Given instruction 1
Which lines of the entries contain the word "post"? List every one of them.

-- start of Excerpt to read --

Took him aside at lunch and filled out his time card for the temp angency and even gave him some extra hours. Some people really should just stay home and collect ssi.


----------



## Chris Johnson (Apr 19, 2007)

sparehair said:


> Wait there was a better one. Got a labor ready guy once to help refinish some floors.


 
Labor Ready and Refinish Floors do not belong in the same sentence.

I only ever use those guys to unload transport trucks of styrofoam...even then I had to fire one of them, he kept whinning it was hard work for $ 8.00 and hour :shutup:. I called the office, wouldn't even sign his card and sent him packing.


----------



## Handymanservice (Mar 1, 2009)

Lifelong friend, more like a brother to me. Had worked for me for 5-6 years. We had a new (green) helper and it was raining, I sent them out to tear out an old shed and prep for the installation of a shed we were building.
Next morning, helper shows up to my house and says he has to quit, I ask why and he explained to me that he didn't like being cussed at, didn't think if was fair to have to work in the rain, while the other guy sat in the truck and told me the customer was even upset. I'm baffled, I tell him not to quit and take the day off and I head straight to the job.

-- end of Excerpt to read --
-- start of Supplied entries --

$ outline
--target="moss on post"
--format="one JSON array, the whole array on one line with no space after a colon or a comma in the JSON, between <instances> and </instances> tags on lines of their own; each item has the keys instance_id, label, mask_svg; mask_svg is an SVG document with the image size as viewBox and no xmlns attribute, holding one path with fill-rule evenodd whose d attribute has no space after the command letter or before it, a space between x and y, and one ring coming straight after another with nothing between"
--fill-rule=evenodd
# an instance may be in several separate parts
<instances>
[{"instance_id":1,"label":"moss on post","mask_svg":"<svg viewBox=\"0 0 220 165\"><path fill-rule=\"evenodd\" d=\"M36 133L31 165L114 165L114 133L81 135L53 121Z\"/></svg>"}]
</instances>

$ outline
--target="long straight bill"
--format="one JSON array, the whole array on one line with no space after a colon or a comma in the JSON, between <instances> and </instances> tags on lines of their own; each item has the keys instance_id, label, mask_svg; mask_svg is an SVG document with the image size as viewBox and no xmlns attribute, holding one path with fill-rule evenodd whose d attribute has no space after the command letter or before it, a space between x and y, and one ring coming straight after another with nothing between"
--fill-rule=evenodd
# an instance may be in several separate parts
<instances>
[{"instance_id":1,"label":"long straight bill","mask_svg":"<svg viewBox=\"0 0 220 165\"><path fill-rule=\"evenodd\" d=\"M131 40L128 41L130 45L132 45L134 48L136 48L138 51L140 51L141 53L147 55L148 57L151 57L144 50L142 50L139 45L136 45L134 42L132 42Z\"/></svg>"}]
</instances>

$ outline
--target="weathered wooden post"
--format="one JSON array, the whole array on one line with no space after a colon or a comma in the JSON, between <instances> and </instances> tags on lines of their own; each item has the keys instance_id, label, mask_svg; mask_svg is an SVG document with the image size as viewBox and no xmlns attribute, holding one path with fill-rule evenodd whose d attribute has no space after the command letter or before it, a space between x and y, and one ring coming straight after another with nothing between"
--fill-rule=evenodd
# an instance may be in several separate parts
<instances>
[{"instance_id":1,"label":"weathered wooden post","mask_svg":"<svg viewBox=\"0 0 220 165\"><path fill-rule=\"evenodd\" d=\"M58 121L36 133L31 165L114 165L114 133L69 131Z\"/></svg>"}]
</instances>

-- end of Supplied entries --

Given instruction 2
Answer these questions from the forum thread above.
(a) According to Chris Johnson, what is the only job he ever uses Labor Ready workers for?
(b) What hourly pay did the worker Chris Johnson fired complain about?
(c) How many years had Handymanservice's lifelong friend worked for him?

Full output 1
--target="moss on post"
[{"instance_id":1,"label":"moss on post","mask_svg":"<svg viewBox=\"0 0 220 165\"><path fill-rule=\"evenodd\" d=\"M36 133L31 165L114 165L114 133L81 135L53 121Z\"/></svg>"}]
--target="weathered wooden post"
[{"instance_id":1,"label":"weathered wooden post","mask_svg":"<svg viewBox=\"0 0 220 165\"><path fill-rule=\"evenodd\" d=\"M58 121L36 133L31 165L114 165L114 133L69 131Z\"/></svg>"}]

Full output 2
(a) Unloading transport trucks of styrofoam.
(b) $8.00 an hour.
(c) 5-6 years.